Point labeling examples
· · ·
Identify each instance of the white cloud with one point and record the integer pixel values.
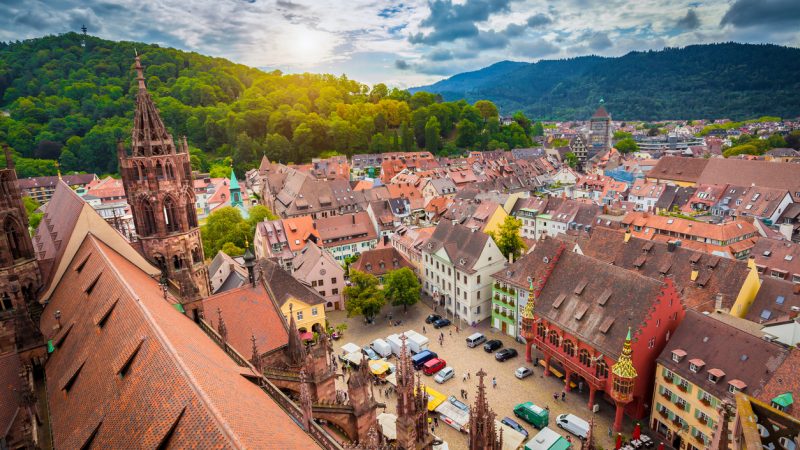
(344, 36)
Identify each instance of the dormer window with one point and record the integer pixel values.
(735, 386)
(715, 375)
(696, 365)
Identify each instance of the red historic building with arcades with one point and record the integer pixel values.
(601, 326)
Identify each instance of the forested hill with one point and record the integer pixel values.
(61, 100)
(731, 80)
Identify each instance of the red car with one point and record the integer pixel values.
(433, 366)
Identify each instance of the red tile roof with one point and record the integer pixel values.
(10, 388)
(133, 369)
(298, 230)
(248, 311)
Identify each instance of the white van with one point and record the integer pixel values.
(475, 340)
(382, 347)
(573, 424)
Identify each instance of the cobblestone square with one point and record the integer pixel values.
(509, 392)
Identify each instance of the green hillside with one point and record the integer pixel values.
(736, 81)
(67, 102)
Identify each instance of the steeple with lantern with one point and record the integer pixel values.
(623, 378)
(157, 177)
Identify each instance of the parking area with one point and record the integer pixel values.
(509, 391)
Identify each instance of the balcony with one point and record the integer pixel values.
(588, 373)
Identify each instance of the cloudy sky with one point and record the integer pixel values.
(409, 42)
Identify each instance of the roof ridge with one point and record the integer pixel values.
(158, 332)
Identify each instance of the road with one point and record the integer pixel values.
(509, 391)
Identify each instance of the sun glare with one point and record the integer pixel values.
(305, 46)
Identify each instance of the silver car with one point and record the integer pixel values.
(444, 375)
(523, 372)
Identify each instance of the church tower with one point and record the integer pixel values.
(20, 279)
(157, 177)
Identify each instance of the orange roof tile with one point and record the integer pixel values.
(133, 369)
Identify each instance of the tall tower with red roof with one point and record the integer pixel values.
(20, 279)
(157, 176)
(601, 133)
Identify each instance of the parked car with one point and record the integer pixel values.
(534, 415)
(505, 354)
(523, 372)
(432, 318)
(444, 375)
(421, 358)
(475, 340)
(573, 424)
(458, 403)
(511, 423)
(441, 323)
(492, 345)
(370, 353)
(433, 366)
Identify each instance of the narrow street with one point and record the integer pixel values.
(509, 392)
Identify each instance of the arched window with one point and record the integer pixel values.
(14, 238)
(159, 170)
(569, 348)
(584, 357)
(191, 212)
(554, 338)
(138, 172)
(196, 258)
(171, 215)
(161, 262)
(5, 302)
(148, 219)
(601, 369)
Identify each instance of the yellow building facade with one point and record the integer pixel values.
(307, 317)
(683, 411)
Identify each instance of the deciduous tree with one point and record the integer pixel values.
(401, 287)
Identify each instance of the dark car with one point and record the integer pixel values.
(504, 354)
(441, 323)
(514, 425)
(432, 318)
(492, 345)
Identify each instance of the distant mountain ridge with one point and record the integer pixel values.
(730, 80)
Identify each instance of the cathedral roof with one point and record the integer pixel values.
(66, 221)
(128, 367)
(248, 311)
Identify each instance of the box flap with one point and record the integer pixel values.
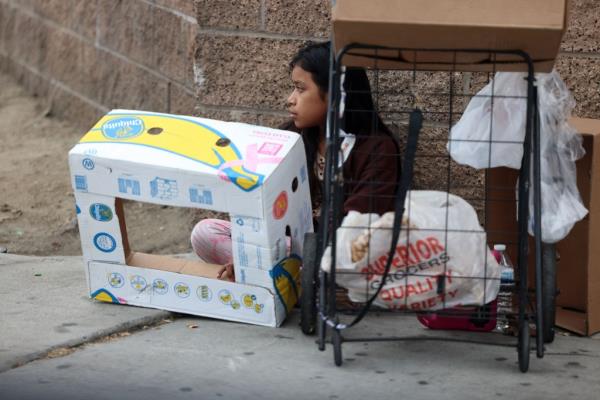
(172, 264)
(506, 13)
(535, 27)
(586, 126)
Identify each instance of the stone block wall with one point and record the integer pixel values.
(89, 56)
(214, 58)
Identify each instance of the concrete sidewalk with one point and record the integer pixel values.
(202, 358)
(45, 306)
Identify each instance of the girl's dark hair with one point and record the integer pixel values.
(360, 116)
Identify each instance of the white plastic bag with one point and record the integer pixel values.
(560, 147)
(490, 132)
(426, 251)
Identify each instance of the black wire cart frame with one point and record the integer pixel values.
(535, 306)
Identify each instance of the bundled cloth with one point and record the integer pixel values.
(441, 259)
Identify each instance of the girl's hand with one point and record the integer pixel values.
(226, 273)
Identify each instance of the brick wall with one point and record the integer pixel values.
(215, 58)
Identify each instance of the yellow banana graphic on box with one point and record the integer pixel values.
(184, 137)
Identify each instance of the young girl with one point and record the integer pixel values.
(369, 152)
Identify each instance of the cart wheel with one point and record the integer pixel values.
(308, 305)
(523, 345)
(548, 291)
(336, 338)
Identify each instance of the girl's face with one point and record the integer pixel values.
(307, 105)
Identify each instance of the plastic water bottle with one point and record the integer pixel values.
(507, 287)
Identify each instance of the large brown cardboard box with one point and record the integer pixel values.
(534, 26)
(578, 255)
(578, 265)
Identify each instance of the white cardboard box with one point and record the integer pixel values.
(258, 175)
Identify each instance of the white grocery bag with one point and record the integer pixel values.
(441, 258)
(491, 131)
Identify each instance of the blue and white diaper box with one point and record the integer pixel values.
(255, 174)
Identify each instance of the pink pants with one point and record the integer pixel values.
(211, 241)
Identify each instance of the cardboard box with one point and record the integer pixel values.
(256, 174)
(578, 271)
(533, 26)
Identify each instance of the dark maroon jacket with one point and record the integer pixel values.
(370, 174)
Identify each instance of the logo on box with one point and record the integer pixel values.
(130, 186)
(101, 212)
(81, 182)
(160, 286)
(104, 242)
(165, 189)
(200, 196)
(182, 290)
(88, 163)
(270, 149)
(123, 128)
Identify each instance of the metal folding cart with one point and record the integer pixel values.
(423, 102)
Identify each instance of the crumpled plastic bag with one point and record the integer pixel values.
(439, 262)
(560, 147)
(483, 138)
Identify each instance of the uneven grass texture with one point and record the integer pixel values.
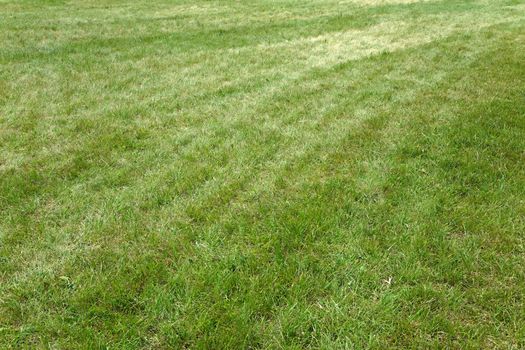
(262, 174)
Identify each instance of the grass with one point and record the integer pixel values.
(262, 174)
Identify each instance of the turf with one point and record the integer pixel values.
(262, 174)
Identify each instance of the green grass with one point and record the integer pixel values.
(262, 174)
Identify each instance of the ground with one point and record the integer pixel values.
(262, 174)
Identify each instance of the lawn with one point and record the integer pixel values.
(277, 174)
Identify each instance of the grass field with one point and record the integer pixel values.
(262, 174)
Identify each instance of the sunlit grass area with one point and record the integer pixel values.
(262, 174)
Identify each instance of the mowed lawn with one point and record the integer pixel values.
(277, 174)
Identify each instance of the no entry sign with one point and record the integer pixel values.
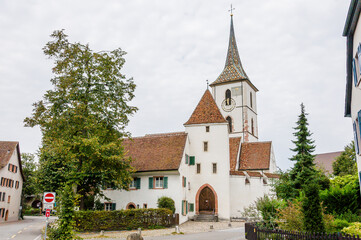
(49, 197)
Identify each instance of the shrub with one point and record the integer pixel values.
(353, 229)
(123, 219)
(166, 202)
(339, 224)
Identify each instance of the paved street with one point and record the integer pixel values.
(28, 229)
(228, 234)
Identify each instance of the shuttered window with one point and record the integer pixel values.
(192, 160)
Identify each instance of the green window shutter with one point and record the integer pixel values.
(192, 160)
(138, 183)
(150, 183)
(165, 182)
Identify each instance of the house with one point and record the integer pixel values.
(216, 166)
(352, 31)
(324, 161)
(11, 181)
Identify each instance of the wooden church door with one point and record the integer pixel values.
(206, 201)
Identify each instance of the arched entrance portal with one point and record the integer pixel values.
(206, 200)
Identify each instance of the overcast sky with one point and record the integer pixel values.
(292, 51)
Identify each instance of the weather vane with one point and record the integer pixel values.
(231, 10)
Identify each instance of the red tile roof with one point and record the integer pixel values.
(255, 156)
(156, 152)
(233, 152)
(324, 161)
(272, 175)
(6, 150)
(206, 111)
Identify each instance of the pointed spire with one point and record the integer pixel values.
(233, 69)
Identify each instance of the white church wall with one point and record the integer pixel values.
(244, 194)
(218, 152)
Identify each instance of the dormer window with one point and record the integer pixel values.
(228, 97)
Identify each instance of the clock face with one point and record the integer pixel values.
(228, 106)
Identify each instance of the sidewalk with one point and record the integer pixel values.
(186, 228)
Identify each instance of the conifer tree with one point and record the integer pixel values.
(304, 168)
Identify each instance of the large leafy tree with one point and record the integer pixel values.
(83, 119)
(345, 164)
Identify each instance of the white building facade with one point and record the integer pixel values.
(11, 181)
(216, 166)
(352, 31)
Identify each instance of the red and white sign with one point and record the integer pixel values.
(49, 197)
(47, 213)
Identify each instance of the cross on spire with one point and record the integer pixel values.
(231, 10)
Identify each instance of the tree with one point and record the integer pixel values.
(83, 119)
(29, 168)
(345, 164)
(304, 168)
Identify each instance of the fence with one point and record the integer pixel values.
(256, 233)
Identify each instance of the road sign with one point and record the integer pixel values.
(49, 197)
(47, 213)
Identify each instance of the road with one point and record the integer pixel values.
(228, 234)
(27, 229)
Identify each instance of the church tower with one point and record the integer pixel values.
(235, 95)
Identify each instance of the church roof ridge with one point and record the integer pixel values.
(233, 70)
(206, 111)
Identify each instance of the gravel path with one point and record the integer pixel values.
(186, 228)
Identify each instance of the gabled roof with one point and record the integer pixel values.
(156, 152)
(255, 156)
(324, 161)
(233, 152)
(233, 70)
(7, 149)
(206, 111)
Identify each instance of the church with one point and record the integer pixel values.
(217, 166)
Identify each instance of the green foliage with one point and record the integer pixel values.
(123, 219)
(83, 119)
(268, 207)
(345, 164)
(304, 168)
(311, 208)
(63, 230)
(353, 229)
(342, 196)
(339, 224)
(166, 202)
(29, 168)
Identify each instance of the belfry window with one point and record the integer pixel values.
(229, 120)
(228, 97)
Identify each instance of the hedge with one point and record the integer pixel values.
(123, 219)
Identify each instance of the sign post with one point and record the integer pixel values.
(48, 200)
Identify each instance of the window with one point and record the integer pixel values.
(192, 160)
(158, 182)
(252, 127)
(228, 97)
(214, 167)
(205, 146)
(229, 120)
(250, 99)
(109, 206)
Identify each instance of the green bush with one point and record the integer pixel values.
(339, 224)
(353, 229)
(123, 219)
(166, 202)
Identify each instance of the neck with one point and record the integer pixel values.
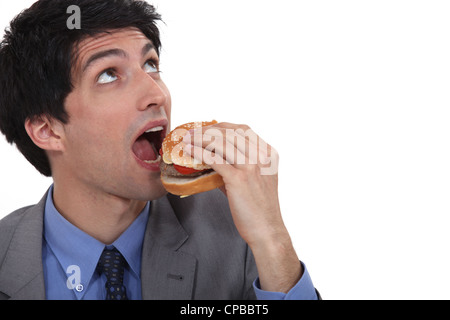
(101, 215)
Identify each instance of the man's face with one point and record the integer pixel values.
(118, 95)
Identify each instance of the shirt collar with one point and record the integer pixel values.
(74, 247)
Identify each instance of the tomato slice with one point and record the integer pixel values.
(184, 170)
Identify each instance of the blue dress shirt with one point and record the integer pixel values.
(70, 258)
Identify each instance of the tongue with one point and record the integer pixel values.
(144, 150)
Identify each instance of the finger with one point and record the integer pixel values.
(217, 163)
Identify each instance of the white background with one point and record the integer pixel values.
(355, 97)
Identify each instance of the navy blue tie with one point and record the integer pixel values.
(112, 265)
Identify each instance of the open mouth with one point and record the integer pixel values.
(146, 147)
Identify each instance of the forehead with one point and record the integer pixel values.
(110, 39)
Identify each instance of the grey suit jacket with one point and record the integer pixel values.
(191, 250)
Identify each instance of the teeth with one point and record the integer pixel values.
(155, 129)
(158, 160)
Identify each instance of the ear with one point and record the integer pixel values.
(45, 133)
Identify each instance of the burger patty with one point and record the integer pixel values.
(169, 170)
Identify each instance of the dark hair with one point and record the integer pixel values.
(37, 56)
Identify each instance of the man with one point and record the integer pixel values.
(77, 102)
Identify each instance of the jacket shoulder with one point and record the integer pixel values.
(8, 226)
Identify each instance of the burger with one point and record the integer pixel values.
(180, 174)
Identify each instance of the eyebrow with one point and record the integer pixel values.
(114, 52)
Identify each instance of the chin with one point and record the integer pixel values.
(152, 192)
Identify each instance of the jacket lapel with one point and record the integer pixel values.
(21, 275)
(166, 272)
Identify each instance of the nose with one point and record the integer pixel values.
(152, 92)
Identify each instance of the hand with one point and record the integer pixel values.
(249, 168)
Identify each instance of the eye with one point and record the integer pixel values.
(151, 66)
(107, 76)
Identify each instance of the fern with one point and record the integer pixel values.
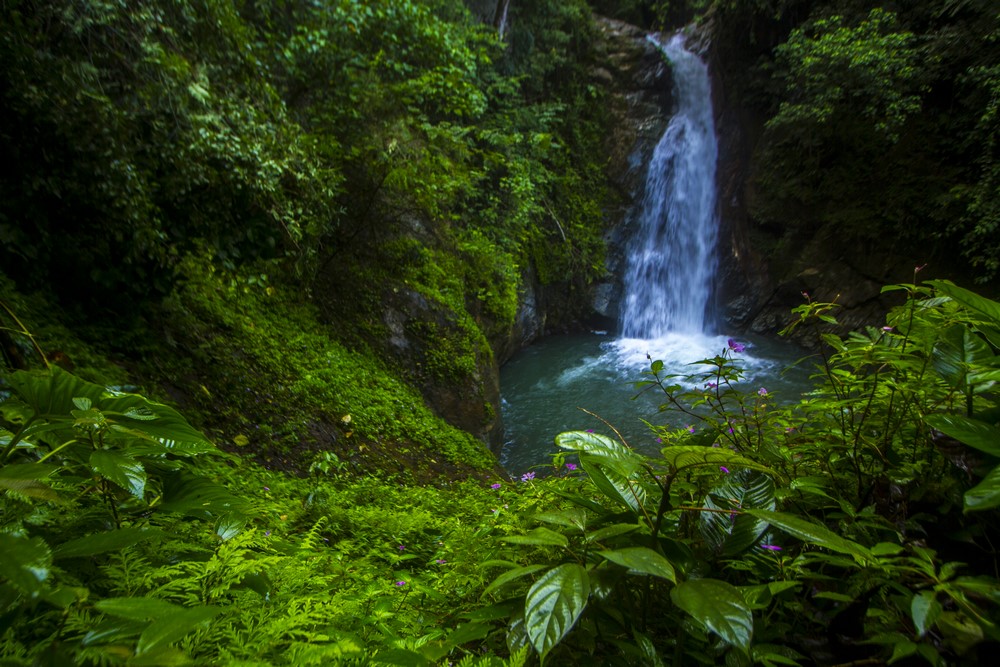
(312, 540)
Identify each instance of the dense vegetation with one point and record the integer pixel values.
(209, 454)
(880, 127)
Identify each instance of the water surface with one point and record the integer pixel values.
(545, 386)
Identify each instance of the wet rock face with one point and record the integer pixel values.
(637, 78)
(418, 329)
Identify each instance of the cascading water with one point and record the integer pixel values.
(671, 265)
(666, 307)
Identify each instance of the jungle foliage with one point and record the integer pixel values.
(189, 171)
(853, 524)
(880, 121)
· · ·
- The exercise
Set down exactly and only the lines from the line that contains "Identify each instance of the chin" through the last line of the entries above, with both of those lines included and the pictures left out.

- Task response
Identify each instance of the chin with one point and record the integer pixel values.
(152, 192)
Identify each instance of the jacket lapel with one point and record the integer pixel values.
(21, 275)
(166, 272)
Identify each instance of the nose with one point and record the integer pixel values.
(152, 92)
Identify each instance of the hand with one point and record the integer pixel values.
(249, 168)
Identify each instance of the eye with one point and record the integer pixel values.
(151, 66)
(107, 76)
Identify each instance of the fern with one point and record the integer pixel values.
(312, 540)
Identify each instance of the dense vegetation with one point and record the integer pixel values.
(209, 454)
(880, 127)
Identify each instance of the water surface with one point and record the integer pixel values.
(545, 386)
Identify each instance of the wet rock face with one point and record the integer pixel values.
(637, 78)
(418, 329)
Identify each instance of the cascading water with one point and record the integer pixel values.
(671, 265)
(666, 307)
Identify each instance of the jungle foliage with one point and record the integer pixel values.
(189, 171)
(853, 524)
(880, 121)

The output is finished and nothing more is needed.